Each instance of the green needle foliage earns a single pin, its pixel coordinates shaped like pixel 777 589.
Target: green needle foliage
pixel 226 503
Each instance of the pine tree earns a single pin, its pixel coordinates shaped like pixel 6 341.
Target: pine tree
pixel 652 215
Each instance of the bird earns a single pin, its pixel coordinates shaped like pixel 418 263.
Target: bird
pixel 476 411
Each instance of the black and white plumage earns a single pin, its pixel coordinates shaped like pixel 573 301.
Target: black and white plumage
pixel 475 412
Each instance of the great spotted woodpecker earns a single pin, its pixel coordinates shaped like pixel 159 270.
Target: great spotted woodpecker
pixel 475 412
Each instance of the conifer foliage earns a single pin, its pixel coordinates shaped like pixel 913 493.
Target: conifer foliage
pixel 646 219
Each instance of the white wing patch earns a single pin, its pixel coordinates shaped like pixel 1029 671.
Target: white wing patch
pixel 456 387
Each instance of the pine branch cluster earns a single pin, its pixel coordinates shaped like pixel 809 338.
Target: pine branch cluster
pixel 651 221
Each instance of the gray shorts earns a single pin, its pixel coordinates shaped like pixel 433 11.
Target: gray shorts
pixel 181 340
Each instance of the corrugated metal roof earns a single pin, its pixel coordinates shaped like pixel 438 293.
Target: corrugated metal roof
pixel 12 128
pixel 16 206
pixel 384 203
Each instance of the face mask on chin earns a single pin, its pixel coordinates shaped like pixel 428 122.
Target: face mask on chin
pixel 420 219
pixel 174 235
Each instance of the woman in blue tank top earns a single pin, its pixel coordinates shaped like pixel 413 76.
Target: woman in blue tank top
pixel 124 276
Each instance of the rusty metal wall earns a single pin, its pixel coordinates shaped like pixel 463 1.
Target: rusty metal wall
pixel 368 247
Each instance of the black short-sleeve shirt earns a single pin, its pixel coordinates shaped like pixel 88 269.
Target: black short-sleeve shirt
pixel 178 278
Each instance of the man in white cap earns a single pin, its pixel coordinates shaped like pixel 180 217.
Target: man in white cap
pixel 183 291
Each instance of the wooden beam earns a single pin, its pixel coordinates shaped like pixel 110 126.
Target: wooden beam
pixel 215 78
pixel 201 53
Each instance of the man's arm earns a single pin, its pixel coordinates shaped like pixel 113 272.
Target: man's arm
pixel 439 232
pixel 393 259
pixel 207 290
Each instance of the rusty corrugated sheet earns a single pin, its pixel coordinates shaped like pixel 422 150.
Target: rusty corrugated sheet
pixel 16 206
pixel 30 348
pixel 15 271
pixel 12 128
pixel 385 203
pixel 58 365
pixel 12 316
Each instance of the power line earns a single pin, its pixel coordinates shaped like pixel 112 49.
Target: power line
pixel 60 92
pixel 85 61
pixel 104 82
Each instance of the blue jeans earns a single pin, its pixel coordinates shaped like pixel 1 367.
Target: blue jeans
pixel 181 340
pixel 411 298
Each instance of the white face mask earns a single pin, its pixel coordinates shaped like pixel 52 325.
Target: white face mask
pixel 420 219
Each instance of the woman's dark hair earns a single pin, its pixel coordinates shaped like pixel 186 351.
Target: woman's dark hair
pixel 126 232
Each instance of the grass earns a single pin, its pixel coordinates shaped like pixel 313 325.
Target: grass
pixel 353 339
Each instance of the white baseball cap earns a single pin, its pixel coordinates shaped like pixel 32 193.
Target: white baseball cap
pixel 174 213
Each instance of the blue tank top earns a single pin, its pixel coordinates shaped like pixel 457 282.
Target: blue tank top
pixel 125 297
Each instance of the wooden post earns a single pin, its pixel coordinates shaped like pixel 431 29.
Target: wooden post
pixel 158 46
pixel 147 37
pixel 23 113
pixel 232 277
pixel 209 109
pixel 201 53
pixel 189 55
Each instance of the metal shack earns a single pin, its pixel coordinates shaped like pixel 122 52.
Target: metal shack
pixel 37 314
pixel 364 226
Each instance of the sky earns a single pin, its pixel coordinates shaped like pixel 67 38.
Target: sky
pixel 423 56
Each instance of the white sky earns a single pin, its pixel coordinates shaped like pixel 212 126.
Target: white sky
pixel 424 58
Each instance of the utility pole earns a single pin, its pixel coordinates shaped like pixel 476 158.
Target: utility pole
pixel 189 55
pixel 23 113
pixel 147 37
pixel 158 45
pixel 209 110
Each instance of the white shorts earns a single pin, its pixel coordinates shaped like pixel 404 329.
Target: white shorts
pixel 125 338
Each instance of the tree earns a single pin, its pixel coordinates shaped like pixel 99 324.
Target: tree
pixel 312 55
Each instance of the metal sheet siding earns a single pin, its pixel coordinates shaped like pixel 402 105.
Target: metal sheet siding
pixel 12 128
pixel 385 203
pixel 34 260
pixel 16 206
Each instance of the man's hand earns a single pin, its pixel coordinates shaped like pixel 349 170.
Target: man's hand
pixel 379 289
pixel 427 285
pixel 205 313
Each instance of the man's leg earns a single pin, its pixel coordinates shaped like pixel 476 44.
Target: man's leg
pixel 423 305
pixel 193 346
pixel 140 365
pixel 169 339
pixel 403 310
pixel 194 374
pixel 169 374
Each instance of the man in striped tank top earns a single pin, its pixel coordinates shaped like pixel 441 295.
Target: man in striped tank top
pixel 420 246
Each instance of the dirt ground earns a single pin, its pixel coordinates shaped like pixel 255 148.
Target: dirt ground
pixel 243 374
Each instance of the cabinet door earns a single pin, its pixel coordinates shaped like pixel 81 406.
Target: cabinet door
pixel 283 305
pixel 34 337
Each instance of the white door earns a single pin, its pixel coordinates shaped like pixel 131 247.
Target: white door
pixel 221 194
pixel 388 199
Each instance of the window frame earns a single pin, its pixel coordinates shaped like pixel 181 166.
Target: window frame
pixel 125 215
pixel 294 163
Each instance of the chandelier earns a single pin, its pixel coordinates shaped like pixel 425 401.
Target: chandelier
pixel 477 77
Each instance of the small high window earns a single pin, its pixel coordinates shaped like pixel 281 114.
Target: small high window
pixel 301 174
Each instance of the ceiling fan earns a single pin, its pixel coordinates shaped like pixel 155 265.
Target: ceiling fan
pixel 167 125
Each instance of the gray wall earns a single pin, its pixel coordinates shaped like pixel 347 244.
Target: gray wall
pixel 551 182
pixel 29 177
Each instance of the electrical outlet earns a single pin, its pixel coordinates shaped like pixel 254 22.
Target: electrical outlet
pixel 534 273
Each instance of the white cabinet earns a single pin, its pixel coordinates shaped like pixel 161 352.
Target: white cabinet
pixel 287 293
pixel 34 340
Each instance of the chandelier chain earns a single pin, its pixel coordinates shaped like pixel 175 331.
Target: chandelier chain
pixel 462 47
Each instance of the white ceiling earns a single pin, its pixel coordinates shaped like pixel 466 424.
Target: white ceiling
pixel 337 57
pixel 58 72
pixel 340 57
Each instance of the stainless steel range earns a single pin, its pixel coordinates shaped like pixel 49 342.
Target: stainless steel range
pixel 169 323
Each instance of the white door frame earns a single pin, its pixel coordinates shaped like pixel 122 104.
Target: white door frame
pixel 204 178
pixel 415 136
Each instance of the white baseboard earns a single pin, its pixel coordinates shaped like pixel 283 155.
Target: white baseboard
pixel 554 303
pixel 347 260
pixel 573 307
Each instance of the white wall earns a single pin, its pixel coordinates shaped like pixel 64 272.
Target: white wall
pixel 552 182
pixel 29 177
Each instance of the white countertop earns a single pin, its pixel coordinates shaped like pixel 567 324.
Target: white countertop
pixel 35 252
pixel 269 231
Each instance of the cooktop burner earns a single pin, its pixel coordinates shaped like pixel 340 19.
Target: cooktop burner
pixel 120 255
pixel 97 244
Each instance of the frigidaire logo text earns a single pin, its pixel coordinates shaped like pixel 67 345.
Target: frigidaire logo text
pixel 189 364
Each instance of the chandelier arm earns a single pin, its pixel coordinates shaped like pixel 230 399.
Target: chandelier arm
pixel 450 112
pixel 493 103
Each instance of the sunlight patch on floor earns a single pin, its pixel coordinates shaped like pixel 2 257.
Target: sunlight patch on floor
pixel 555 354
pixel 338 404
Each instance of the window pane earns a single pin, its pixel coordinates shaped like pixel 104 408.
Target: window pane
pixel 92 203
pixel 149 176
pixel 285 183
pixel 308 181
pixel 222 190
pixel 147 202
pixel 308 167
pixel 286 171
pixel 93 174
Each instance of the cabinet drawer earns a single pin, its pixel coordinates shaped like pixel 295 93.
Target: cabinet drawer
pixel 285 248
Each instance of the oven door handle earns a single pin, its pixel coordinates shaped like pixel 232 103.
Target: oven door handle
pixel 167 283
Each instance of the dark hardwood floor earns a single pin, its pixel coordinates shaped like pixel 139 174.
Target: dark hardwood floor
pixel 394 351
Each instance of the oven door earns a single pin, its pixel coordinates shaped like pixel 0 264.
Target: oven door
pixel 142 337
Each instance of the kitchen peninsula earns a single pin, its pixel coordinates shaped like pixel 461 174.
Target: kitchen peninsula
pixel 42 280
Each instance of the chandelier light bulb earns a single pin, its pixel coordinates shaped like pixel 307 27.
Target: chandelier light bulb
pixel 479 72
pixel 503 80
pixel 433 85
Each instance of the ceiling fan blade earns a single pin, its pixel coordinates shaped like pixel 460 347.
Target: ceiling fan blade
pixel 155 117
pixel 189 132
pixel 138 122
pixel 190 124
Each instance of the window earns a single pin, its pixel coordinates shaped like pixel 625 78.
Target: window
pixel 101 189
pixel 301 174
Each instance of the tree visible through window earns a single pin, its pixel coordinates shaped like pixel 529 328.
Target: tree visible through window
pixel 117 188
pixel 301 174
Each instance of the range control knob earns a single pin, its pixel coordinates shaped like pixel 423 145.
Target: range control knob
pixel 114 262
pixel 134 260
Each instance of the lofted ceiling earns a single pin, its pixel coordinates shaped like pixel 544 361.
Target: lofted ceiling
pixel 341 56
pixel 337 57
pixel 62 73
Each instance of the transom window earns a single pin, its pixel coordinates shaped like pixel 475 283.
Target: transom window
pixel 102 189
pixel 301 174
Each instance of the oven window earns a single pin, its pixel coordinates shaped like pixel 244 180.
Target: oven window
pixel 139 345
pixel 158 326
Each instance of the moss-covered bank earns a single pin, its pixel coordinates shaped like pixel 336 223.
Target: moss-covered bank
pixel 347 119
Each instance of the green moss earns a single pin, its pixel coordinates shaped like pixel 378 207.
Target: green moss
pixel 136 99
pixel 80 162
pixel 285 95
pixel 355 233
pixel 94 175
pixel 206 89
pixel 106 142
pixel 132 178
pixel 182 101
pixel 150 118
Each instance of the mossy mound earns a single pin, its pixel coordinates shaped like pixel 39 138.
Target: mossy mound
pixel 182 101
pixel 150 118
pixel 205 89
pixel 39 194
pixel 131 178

- **AIM OF THE EXERCISE**: Copy out the lines from the line with "Each instance of the gray shorts" to the line with "pixel 207 290", unchanged.

- **TASK RESULT**:
Each instance of the gray shorts earns a single pin, its pixel coordinates shaped like pixel 433 11.
Target: gray shorts
pixel 181 340
Each instance of the corrugated metal roof earns a single pin, its pixel coordinates shaped like pixel 438 293.
Target: corrugated metal roof
pixel 12 128
pixel 16 206
pixel 384 203
Each instance of the face mask on chin earns a single pin, its pixel coordinates shaped like pixel 428 122.
Target: face mask on chin
pixel 420 219
pixel 174 235
Each instance of the woman in blue tank top earns a single pin, its pixel coordinates shaped like pixel 413 76.
Target: woman in blue tank top
pixel 124 276
Each instance of the rusty metal wall earns a single pin, its pixel coordinates shaped like pixel 463 1.
Target: rusty metal wall
pixel 368 247
Each instance of the black short-sleeve shirt earns a single pin, its pixel coordinates shaped like pixel 88 269.
Target: black short-sleeve shirt
pixel 178 278
Each instance of the man in white cap earns a single pin, its pixel coordinates shaped like pixel 180 217.
Target: man in white cap
pixel 183 291
Each instance of the wooden beam earns a single pin, its pixel coordinates shaped like pixel 110 126.
Target: wooden beam
pixel 215 78
pixel 201 53
Each instance of the man's arm earns a single pin, its pixel coordinates shaped like pixel 113 272.
Target: man's arm
pixel 439 232
pixel 393 259
pixel 207 290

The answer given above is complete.